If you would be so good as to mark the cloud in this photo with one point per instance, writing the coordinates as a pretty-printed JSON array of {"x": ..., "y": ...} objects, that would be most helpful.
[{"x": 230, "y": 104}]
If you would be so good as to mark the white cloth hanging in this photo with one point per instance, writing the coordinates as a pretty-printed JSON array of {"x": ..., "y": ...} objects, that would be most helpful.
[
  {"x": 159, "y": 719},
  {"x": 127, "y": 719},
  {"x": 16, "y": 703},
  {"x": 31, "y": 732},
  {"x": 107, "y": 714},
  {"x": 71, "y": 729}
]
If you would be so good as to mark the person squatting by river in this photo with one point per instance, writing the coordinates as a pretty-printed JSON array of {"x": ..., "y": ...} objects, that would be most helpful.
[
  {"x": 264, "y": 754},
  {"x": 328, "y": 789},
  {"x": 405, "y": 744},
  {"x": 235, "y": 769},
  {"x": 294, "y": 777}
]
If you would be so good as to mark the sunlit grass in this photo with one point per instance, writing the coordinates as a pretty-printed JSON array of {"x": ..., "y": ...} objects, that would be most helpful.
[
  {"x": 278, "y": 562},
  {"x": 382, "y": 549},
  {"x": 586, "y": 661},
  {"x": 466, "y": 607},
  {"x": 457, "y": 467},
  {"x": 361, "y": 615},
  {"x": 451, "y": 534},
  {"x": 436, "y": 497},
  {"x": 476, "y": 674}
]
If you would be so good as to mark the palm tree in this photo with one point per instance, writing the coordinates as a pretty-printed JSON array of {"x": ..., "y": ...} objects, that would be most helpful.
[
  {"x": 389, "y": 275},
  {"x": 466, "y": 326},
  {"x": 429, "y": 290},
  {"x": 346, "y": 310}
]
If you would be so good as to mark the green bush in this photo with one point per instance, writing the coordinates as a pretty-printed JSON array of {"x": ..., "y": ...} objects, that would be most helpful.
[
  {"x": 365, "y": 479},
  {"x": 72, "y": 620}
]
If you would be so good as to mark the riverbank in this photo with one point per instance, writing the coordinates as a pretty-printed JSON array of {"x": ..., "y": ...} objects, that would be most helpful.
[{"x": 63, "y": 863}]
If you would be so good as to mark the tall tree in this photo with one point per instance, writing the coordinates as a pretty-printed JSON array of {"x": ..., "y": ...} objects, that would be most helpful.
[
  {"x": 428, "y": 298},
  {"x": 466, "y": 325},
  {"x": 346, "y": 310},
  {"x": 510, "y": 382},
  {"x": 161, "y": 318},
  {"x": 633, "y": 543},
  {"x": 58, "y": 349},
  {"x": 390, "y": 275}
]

* [Aim]:
Write out all of the rows above again, word for word and in the same order.

* [Solution to the exercise]:
If you would be so good as to mark the cloud in this photo with one point per instance, writing the coordinates as a pretty-printed JSON array of {"x": ..., "y": ...} objects, that would be most helpful.
[{"x": 230, "y": 104}]
If you would be so good as to mark the white cloth hanging in this photo with one point per instance, writing the coordinates as a pretty-printed JSON array of {"x": ..., "y": ...} objects, that would be most helpful.
[
  {"x": 159, "y": 719},
  {"x": 127, "y": 719},
  {"x": 16, "y": 703},
  {"x": 31, "y": 732},
  {"x": 107, "y": 714},
  {"x": 71, "y": 729}
]
If you would be so good as to mark the person squatting by river in this photo with one point per instance, writing the coordinates as a pretty-printed JSON array of {"x": ..., "y": ...} objects, that would be most helpful.
[
  {"x": 264, "y": 754},
  {"x": 328, "y": 789},
  {"x": 405, "y": 744},
  {"x": 235, "y": 769},
  {"x": 294, "y": 777}
]
If you would be so good as to mark the sunlit grass in this photo with one point per instance, writing the coordinates as a pretty-printed JSON array of {"x": ..., "y": ...} objects, that would be most helpful.
[
  {"x": 278, "y": 562},
  {"x": 382, "y": 549},
  {"x": 586, "y": 661},
  {"x": 466, "y": 607},
  {"x": 457, "y": 467},
  {"x": 361, "y": 615},
  {"x": 451, "y": 534},
  {"x": 436, "y": 497},
  {"x": 476, "y": 674}
]
If you would be so good as to mark the palm tree in this photo with one point per instance, writing the coordinates as a pretty-printed JSON array of {"x": ..., "y": ...} objects, that would be most helpful.
[
  {"x": 389, "y": 275},
  {"x": 466, "y": 326},
  {"x": 429, "y": 290},
  {"x": 346, "y": 310}
]
If you would be so good as to mark the green bush in this photo with one point per instance, writing the coordinates as a pretty-printed JSON array of {"x": ..., "y": ...} objects, that would be most helpful.
[
  {"x": 365, "y": 479},
  {"x": 72, "y": 620}
]
If you would be so good as to mark the riverbank in this photo with one point per instance, writing the coordinates as a pretty-printed JSON array of {"x": ..., "y": ...} objects, that would be most helpful.
[{"x": 63, "y": 863}]
If you would be so good as to mark the tall tree in this photo with one point per instance, writing the coordinates as a pretty-printed JSON array of {"x": ..., "y": ...} objects, that would be most helpful.
[
  {"x": 428, "y": 298},
  {"x": 466, "y": 325},
  {"x": 346, "y": 310},
  {"x": 510, "y": 382},
  {"x": 161, "y": 318},
  {"x": 633, "y": 543},
  {"x": 58, "y": 349},
  {"x": 390, "y": 275}
]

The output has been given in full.